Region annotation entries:

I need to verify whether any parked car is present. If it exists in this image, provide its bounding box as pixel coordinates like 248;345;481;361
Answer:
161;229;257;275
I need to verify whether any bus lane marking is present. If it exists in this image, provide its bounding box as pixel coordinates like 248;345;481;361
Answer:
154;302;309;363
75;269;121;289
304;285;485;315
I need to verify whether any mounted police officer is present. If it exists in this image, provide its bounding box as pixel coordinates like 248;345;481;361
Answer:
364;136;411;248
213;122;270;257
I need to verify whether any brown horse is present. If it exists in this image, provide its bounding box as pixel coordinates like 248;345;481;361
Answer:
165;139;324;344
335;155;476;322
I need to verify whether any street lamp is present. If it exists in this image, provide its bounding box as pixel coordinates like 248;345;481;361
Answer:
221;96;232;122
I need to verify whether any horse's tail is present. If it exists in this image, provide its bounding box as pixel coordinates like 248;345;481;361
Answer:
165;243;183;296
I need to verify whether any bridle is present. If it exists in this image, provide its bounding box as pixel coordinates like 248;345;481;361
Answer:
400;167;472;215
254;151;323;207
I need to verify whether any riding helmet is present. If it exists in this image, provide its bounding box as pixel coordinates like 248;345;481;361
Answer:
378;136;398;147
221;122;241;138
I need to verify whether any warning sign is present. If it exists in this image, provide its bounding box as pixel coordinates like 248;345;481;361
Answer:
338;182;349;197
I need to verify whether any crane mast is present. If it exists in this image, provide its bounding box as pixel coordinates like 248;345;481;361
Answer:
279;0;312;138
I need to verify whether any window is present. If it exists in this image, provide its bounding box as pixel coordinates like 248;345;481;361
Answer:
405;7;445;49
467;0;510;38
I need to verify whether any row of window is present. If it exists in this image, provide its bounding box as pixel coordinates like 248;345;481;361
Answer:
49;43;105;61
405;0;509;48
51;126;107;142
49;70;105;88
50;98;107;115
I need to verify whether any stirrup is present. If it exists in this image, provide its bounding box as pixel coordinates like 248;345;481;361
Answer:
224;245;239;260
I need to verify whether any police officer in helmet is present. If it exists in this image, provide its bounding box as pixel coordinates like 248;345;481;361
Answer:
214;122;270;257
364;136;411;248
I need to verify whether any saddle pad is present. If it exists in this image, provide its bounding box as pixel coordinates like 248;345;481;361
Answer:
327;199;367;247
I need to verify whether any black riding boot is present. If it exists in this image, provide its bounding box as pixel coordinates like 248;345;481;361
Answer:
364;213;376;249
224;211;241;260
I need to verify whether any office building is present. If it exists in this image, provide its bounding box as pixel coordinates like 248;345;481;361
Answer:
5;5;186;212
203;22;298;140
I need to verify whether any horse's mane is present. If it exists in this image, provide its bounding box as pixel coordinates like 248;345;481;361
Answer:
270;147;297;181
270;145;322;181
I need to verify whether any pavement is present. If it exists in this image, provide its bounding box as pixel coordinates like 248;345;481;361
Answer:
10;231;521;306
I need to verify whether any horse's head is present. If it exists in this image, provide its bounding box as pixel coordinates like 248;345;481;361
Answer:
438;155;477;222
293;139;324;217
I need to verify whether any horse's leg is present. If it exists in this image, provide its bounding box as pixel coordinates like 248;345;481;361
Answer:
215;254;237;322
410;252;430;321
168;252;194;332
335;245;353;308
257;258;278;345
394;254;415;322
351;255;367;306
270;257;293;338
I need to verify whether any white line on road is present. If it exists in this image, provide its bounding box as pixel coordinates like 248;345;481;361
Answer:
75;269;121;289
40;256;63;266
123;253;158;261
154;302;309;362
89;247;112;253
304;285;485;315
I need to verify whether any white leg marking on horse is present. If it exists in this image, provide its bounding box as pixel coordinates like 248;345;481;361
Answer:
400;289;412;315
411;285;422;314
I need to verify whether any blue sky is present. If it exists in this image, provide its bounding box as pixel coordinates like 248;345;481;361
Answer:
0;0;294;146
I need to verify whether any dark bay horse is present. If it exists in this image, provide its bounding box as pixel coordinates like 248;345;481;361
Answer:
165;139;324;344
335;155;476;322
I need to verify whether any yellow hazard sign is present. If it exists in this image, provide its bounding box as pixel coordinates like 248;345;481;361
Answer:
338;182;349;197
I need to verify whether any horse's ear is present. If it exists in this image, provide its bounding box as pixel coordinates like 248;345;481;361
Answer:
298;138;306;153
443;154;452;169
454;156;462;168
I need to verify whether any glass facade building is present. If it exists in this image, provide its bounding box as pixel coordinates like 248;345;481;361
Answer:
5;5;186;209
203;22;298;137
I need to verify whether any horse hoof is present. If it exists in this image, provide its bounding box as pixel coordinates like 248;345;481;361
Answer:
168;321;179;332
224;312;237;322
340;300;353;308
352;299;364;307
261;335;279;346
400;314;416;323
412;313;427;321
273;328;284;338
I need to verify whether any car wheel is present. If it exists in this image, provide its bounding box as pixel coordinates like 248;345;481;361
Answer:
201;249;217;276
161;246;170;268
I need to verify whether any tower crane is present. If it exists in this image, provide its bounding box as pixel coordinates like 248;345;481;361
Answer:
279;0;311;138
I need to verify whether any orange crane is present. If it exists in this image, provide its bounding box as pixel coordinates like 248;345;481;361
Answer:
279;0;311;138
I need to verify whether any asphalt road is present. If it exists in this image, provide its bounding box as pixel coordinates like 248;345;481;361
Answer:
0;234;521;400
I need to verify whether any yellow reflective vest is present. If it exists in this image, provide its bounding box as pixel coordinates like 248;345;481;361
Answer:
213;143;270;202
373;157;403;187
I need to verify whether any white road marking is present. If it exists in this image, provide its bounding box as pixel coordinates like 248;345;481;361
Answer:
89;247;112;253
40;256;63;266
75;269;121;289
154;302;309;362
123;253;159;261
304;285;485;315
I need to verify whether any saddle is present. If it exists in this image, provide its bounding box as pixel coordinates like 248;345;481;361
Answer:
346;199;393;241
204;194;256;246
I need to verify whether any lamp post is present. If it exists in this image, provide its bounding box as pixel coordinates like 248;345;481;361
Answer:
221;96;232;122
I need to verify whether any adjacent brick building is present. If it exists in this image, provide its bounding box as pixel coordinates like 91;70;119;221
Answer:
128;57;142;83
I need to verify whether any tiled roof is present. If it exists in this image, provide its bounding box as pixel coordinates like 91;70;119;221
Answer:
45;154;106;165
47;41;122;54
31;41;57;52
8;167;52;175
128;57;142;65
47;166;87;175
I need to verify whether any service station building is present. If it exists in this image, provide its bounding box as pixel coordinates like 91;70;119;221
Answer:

* * *

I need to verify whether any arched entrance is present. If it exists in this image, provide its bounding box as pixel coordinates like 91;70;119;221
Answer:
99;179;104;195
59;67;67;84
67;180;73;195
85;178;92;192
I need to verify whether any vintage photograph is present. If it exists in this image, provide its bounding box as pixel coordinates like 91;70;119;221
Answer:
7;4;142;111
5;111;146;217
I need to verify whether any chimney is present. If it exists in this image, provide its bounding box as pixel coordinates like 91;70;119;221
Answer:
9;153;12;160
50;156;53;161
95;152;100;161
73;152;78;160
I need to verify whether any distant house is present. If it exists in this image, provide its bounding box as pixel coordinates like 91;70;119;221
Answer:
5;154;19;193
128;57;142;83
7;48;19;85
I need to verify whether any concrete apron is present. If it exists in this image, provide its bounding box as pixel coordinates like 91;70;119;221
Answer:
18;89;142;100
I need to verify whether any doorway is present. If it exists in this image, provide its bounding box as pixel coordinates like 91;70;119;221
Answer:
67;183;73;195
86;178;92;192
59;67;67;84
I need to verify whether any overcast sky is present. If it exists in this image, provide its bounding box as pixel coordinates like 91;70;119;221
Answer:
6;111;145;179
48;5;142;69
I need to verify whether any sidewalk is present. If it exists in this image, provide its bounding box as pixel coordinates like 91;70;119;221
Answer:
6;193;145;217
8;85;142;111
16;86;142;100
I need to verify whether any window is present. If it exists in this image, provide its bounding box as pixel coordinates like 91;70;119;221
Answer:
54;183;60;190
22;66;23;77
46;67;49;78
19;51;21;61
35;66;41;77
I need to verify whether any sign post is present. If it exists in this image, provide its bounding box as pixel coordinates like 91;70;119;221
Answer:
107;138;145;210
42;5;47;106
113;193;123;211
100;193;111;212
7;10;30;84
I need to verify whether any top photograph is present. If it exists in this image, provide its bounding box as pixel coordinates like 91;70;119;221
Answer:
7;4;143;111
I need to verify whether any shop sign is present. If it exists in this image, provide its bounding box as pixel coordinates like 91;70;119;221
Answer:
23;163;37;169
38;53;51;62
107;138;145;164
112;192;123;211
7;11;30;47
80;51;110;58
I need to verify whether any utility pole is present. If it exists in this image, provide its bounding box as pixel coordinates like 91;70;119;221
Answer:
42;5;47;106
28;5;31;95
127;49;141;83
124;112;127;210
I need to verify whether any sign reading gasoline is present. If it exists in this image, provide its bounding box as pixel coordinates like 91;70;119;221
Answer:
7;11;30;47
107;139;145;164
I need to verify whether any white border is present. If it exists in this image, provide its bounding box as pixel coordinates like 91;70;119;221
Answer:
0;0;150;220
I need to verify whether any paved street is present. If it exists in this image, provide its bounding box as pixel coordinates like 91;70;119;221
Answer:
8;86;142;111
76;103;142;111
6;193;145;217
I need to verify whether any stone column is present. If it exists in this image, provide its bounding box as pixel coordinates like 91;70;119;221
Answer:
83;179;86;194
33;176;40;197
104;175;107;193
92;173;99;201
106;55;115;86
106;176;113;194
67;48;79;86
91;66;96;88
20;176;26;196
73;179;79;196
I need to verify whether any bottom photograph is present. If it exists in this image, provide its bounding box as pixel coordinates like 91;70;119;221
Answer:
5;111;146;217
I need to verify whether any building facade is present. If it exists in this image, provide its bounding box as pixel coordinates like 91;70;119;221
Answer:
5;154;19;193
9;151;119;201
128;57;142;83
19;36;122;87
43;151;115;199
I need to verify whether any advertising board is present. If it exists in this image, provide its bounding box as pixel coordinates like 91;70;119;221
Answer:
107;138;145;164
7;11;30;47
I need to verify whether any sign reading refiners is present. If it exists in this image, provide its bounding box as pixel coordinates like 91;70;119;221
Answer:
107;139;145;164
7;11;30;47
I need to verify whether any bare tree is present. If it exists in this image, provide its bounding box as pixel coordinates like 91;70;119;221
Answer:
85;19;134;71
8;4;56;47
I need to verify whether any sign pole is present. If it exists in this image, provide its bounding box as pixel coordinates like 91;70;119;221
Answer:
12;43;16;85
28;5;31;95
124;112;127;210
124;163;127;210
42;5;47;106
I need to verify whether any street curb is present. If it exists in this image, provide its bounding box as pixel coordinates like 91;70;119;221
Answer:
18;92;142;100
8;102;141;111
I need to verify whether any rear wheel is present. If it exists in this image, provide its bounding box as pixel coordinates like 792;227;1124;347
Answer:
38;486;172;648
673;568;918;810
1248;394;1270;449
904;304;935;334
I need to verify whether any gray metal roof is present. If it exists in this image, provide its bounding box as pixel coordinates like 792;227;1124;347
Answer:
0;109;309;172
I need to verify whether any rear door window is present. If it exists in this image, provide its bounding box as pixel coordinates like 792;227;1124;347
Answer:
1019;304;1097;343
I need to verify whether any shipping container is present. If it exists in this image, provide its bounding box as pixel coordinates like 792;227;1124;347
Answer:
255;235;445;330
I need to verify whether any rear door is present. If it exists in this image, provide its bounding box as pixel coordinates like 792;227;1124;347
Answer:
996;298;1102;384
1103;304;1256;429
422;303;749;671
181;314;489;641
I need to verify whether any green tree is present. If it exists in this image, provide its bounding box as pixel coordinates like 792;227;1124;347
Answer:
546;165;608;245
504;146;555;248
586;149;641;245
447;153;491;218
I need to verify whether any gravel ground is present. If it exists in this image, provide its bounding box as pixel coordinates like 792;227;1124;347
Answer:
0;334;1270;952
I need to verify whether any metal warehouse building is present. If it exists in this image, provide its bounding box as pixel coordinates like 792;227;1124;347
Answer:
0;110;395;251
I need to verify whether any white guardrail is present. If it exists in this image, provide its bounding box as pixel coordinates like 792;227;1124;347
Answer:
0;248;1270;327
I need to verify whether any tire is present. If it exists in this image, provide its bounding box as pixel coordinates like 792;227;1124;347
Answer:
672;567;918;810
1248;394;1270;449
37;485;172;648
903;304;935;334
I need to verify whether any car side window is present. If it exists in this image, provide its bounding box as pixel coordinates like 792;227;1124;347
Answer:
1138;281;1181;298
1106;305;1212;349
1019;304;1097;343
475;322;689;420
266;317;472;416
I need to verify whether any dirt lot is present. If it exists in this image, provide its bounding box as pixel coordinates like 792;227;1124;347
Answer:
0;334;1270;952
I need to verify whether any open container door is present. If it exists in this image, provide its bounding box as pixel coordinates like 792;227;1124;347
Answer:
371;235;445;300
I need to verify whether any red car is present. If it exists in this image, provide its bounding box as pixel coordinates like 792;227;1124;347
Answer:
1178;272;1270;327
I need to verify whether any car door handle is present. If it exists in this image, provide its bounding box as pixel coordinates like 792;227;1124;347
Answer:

==

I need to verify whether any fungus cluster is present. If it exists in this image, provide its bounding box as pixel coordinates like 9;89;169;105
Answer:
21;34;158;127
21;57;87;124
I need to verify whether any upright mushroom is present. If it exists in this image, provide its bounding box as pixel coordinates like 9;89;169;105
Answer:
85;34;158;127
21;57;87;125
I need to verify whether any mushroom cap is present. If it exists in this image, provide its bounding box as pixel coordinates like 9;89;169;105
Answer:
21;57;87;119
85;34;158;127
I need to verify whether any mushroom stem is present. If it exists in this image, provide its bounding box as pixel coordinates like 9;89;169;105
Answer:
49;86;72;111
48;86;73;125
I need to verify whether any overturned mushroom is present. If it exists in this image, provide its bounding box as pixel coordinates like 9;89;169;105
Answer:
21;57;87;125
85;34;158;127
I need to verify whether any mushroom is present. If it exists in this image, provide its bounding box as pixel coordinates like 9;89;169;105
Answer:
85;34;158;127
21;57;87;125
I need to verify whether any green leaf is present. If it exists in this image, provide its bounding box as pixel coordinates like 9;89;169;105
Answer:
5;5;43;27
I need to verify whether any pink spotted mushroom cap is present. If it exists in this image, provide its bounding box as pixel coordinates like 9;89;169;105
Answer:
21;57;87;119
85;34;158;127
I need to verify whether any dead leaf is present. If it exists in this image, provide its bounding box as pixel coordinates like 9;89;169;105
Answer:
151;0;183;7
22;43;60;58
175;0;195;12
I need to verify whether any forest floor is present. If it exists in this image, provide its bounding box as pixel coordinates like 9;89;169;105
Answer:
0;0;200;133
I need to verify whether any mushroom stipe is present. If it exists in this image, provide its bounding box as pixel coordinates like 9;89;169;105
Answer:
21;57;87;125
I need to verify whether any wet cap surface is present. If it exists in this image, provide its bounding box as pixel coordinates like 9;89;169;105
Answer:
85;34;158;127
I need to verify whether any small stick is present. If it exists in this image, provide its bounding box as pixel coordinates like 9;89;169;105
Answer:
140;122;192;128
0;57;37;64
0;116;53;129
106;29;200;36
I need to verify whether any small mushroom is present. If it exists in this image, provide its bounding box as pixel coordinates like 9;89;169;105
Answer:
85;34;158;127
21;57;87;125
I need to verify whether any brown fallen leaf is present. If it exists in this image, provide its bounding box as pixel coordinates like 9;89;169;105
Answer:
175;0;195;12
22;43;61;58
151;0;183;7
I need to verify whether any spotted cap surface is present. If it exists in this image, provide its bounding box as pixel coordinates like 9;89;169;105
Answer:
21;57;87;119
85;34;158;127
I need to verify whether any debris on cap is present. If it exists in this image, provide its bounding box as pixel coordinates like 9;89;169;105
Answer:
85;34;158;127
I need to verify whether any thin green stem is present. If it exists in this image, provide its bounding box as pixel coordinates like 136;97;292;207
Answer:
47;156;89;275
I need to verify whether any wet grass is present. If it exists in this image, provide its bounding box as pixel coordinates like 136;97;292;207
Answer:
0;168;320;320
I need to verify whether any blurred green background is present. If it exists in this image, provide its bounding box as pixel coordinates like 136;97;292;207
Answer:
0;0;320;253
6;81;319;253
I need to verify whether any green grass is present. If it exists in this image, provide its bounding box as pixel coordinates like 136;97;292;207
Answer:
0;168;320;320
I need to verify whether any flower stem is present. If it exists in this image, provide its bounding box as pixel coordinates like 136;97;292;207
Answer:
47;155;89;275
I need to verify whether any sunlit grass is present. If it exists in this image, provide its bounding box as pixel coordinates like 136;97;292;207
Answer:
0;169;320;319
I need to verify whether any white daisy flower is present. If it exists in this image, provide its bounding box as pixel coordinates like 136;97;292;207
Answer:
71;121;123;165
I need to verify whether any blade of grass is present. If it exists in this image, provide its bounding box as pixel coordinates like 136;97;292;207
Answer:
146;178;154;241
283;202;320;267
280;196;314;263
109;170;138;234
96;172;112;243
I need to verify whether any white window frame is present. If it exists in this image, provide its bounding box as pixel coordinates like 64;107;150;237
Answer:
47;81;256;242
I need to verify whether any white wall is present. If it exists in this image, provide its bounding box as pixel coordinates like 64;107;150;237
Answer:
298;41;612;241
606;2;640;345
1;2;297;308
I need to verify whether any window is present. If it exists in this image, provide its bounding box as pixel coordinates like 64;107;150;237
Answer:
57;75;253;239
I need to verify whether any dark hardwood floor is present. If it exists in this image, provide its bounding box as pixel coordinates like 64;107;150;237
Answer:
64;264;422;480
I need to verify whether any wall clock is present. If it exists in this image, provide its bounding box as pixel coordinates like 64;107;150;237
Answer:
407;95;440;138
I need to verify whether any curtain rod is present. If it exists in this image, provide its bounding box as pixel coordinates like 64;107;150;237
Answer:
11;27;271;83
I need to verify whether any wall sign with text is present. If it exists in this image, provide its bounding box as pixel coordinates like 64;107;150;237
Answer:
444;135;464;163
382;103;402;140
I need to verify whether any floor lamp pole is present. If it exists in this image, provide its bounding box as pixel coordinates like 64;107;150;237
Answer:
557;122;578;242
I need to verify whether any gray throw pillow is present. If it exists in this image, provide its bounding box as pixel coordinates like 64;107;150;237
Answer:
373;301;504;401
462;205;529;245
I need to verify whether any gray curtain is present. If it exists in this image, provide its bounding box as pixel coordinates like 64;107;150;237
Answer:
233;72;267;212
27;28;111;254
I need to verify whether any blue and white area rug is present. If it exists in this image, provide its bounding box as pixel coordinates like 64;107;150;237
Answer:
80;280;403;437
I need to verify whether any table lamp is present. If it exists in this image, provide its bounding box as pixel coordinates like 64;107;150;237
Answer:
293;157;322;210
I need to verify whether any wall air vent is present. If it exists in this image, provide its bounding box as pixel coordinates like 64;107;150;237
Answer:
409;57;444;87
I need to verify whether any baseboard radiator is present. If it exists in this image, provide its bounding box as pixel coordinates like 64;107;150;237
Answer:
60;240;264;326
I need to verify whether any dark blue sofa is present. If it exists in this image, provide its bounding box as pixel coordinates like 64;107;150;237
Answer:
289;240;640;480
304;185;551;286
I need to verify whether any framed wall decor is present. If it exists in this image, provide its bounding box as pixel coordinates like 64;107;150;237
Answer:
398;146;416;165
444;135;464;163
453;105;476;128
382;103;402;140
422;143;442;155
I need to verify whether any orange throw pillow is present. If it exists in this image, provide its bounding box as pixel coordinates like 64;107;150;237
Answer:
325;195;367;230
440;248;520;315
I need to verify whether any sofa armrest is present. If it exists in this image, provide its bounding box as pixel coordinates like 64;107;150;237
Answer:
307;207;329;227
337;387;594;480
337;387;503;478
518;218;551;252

Exercise: Update the lines starting at the one that contains "I need to verify whether any distant" and ending at the one that contains "18;89;142;100" by replacing "concrete apron" with "asphalt apron", leaving everything else unchanged. Return only those lines.

Output of the task:
I need to verify whether any distant house is present. If it exists in this image, provide its bounding box as pixel coordinates like 91;70;119;221
Answer:
5;154;19;193
128;57;142;83
7;48;19;85
I need to verify whether any asphalt apron is present. If it exists in this image, provide its bounding box as pixel coordinates like 91;70;119;221
Answer:
18;89;142;100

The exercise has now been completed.